## Entries provided
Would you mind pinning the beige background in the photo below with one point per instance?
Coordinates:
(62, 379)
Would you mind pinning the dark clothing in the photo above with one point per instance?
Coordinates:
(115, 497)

## Exercise
Look through the records for the word "with". Every line that has it should be copied.

## Output of the exercise
Would you mind pinning the beige background in the photo below with one point per instance?
Would you mind pinning the dark clothing in the photo above with one point per instance?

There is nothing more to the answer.